A retomada histórica das economias da
China e da Índia, artigo de José Eustáquio Diniz Alves
A China e a Índia são não só os
dois países mais populosos do mundo, mas também são a pátria de duas grandes
civilizações, com uma rica e milenar história econômica e cultural. O gráfico
acima mostra que, em 2022, a soma dos PIBs da China e da Índia (Chíndia)
ultrapassará a soma dos PIBs dos Estados Unidos da América (EUA) e da União
Europeia (EU), segundo dados do FMI (WEO, abril de 2017), em poder de paridade
de compra (ppp). Este processo vai consolidar o processo de Orientalização do
mundo, que é a vota do eixo dinâmico da economia mundial para a Ásia, depois do
interregno da Ocidentalização que ocorreu nos últimos dois séculos.
O gráfico abaixo mostra a
participação das oito principais economias do mundo, com o PIB medido em poder
de paridade de compra (PPP), do ano 1 ao ano de 2008, com base em cálculos de
Angus Maddison. Nota-se que, durante, pelo menos, dois milênios, a China e a
Índia representavam cerca de 50% do PIB mundial até 1820. Após o início da
Revolução Industrial e do domínio energético e militar, os países ocidentais
tomaram a frente no processo de desenvolvimento econômico e passaram a ter um
peso crescente no PIB mundial.
Entre 1700 e 1820 a economia da
Índia encolheu significativamente, em especial depois que a Inglaterra ampliou
seu domínio sobre o subcontinente indiano. O fortalecimento da Companhia
Britânica das Índias Orientais foi se consolidando gradativamente e, em meados
do século XVII, a companhia havia estabelecido entrepostos comerciais nas
cidades de Bombaim, Calcutá e Madras, até se tornar um “país dentro de outro
país”. Em 1773, o parlamento britânico instituiu o cargo de governador-geral da
Índia. O domínio inglês significou o declínio da civilização indiana.
A partir do domínio sobre a
Índia, a Inglaterra iniciou a “Guerra do Ópio” contra a China a partir de 1839.

# # # # # # #

Tarefa 1 :: Segundo o artigo sobre as economias da China e da Índia, por que a economia indiana encolheu significativamente entre 1700 e 1820? Responda em uma a três frases.

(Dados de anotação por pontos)
# # # # # # #

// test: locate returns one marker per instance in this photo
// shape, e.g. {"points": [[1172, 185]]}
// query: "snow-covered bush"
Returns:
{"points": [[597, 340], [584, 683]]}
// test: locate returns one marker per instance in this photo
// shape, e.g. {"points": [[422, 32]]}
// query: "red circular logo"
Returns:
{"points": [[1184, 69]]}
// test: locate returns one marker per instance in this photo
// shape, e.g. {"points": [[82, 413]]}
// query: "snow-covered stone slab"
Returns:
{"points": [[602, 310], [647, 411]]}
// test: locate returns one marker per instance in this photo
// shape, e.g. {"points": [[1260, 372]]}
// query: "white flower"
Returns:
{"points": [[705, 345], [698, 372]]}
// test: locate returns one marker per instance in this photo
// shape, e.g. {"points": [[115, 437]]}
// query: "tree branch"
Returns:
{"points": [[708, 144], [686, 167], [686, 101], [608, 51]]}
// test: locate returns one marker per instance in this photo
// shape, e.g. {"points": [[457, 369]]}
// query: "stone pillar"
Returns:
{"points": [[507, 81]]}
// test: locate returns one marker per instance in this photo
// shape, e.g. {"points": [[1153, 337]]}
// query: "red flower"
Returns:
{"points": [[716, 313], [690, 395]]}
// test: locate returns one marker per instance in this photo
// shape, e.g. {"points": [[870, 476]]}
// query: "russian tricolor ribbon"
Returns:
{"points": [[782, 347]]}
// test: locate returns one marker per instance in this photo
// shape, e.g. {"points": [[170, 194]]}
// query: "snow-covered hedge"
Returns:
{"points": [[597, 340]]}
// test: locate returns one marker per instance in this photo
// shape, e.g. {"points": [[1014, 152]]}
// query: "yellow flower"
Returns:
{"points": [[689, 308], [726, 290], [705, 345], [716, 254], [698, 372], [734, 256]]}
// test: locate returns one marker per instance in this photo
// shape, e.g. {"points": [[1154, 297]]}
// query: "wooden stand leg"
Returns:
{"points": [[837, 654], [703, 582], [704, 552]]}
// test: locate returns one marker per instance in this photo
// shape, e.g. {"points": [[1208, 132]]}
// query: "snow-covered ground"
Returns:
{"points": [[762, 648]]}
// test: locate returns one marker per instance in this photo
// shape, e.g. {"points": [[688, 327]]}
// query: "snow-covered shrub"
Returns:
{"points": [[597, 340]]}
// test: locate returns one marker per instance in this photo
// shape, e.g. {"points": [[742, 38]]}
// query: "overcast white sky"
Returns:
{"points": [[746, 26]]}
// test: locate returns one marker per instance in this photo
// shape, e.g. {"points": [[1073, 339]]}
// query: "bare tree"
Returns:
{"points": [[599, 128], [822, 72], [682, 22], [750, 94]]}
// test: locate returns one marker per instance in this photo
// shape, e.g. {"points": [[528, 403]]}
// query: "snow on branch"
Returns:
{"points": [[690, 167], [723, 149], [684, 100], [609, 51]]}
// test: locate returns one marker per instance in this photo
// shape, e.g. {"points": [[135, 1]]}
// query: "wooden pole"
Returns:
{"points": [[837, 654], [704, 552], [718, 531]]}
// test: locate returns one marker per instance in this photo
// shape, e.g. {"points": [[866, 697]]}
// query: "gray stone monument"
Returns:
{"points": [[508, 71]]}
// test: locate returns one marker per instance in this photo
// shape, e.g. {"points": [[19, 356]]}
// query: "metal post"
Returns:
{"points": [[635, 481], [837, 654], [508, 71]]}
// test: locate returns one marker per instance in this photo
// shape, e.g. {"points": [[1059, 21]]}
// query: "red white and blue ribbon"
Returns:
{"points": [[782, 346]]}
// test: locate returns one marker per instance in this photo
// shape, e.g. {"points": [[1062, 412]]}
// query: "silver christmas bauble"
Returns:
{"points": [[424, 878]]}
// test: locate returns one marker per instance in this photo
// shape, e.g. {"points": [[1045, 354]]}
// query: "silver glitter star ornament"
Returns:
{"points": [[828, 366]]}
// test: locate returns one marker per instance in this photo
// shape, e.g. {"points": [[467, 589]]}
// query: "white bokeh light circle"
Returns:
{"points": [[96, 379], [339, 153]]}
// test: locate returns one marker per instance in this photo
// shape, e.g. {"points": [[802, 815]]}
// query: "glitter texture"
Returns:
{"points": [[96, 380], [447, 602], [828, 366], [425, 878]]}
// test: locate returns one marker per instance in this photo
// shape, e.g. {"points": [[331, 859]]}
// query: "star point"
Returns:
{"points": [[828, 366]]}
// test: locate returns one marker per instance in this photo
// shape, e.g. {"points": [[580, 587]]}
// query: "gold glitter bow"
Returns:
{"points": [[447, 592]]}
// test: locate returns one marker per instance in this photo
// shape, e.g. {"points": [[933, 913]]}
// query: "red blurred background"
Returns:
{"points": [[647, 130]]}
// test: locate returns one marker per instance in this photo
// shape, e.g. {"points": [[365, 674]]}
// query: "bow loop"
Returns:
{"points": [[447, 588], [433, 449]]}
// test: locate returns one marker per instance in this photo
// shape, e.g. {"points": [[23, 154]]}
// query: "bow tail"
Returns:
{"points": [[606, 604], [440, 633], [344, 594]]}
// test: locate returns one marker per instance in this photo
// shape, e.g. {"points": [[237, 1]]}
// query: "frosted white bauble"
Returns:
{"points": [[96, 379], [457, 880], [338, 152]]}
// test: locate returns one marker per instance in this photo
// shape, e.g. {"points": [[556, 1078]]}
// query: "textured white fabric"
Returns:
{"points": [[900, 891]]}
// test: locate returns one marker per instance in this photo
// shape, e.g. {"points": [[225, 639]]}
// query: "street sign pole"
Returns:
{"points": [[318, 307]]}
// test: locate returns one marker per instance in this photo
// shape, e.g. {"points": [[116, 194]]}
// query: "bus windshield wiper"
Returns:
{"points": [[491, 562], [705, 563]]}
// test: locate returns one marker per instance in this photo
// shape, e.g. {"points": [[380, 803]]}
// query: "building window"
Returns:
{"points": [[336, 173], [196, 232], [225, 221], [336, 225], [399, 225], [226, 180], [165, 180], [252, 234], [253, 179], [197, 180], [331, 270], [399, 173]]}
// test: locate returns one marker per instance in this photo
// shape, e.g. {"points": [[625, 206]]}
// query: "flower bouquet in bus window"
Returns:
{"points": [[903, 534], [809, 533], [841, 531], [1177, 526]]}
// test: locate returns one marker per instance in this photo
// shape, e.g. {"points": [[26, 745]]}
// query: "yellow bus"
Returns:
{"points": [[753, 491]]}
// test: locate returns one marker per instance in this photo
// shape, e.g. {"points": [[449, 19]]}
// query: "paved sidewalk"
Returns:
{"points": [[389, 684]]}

# # # # # # #

Tarefa 2 :: Conte quantas linhas da listagem contêm a palavra "wooden" e informe somente o número.

Resultado da tarefa 1 :: Segundo o artigo, a economia da Índia encolheu nesse período em especial depois que a Inglaterra ampliou seu domínio sobre o subcontinente indiano. Esse domínio avançou com o fortalecimento da Companhia Britânica das Índias Orientais, que se tornou um "país dentro de outro país", e o autor afirma que o domínio inglês significou o declínio da civilização indiana.

Resultado da tarefa 2 :: 2